- [Selected passage]
Suspects to be shot in police budget cuts

By Rob Banks
Crime Editor

Suffolk Police officers will be allowed to shoot criminals in a hugely controversial bid to save money.

The cash-strapped East Anglian force, which needs to save £200 million, believes giving constables a licence to kill will also be a massive deterrent to the county’s criminal fraternity.

But the plans by Suffolk Crime Commissioner Tim Passless were attacked by human rights campaigners as “barbaric” – while local UKIP activists said the measures did not go far enough.

Mr Passless will announce that from July 1, all officers will be issued with handguns, including voluntary community support beat officers.

Meanwhile, traffic cops will also get long-range sniper rifles so they can take down suspects fleeing by car.

Mr Passless will insist that police will be under strict instructions to shoot and kill only suspects they are “pretty sure” are guilty.

Armed police in Suffolk

A police insider told Suffolk Gazette: “By eradicating suspects in his way, we will save an absolute fortune.

“First there will be none of the endless paperwork required when we arrest someone.

- [Problems to work on]
1) Rewrite the police budget cuts article, everything from "Suspects to be" down to "fleeing by car.", with "handguns" replaced by "pistols".
2) According to the police budget cuts article, how much money does the East Anglian force need to save?
3) Continue the police budget cuts article from its final line.

- [Information shown]
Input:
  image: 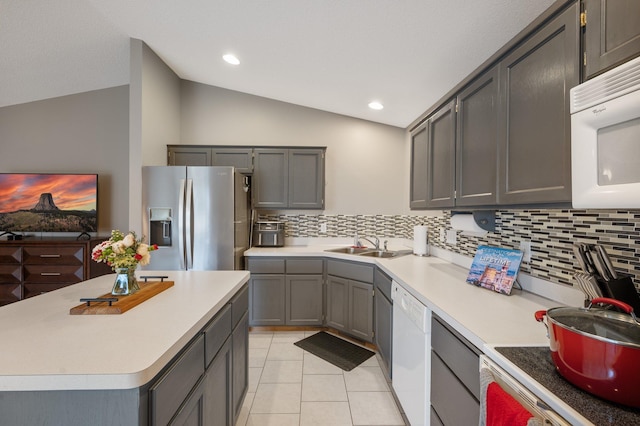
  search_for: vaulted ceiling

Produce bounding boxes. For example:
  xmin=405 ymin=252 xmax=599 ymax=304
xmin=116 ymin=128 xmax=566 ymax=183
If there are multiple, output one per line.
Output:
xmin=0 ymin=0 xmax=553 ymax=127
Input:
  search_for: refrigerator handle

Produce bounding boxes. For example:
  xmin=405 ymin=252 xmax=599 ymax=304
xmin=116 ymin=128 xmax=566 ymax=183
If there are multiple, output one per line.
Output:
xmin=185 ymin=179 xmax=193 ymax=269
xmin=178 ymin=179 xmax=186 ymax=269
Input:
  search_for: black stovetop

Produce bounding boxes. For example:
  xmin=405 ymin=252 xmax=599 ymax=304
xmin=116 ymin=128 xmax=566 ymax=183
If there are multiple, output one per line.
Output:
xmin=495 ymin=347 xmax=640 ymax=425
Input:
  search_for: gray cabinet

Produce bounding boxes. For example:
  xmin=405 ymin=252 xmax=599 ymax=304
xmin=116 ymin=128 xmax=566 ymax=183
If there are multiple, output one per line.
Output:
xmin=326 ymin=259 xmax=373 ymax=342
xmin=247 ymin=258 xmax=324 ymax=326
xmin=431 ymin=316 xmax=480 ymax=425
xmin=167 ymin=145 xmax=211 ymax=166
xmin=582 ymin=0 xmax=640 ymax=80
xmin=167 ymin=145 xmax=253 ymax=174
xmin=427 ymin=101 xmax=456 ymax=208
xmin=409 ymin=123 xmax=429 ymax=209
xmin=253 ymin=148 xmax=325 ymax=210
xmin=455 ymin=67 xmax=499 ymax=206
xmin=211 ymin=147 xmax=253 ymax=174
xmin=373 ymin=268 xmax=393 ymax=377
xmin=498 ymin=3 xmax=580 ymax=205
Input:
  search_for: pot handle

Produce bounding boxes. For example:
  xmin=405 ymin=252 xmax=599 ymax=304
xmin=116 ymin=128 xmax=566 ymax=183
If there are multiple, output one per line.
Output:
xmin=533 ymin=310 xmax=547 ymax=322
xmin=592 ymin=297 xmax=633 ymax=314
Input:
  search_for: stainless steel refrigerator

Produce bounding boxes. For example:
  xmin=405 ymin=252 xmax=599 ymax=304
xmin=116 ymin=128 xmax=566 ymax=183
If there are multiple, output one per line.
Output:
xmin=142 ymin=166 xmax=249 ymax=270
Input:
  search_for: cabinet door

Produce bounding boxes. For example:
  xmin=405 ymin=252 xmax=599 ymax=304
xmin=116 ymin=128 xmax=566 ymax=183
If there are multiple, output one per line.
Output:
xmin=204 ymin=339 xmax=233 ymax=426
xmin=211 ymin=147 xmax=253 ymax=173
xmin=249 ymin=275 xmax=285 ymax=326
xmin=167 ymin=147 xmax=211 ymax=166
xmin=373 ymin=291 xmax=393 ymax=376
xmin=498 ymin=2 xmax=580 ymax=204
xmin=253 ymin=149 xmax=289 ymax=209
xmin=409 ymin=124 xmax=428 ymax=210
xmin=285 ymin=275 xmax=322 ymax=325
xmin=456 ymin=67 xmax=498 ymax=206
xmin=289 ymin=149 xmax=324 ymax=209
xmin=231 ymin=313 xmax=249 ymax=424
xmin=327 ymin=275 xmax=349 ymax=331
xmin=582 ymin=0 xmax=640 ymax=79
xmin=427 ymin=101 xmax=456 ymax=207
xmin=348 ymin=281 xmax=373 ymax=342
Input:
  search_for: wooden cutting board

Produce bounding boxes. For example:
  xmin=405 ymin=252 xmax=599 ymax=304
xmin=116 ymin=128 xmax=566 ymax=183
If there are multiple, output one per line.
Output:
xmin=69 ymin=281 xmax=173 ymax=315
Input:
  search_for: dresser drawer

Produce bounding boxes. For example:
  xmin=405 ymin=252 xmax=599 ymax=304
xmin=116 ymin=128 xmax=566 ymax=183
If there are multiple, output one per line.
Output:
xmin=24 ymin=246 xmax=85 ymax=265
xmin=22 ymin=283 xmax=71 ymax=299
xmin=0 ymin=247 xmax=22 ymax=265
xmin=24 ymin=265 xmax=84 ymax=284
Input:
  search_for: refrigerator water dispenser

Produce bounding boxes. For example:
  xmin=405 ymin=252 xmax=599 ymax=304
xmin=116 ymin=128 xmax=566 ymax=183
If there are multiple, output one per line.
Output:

- [Answer list]
1)
Suspects to be shot in police budget cuts

By Rob Banks
Crime Editor

Suffolk Police officers will be allowed to shoot criminals in a hugely controversial bid to save money.

The cash-strapped East Anglian force, which needs to save £200 million, believes giving constables a licence to kill will also be a massive deterrent to the county’s criminal fraternity.

But the plans by Suffolk Crime Commissioner Tim Passless were attacked by human rights campaigners as “barbaric” – while local UKIP activists said the measures did not go far enough.

Mr Passless will announce that from July 1, all officers will be issued with pistols, including voluntary community support beat officers.

Meanwhile, traffic cops will also get long-range sniper rifles so they can take down suspects fleeing by car.

2) £200 million.

3)
“We’ll then free up the drain of packed police station cells, stop the need for many court cases, then ultimately slash the future prison population.

“It’s a no brainer that will save way more than our £200 million budget shortfall.”

Cops have already been testing firearms at a secret gun range in Martlesham, where they quickly ruled out issuing machine guns because of the risk of “collateral” damage.

One senior officer said: “We’re looking forward to it. This will bring back old-fashioned policing to our streets. Justice will be fair and swift.

“We expect one or two mistakes in the early days, but we ask the public to stick with us. Once the first few toe rags are out of the way, the public will be fully on board.”

The human rights group Don’t Shoot was furious. Spokesman Ivor Smith-Wesson said: “This is barbaric. If there has been a robbery, officers can shoot to kill anyone they have reason to believe is involved – even if that suspect is unarmed and running away.

“There’s also bound to be fatal mistakes because the force has cut back on expensive eye tests for its officers.”

But local UKIP councillor Major Anthony Pugh was full of praise for the new policy.

“This will make our streets safer, and free up loads of cash for our police force. It might even allow for the return of the Suffolk police Apache helicopter.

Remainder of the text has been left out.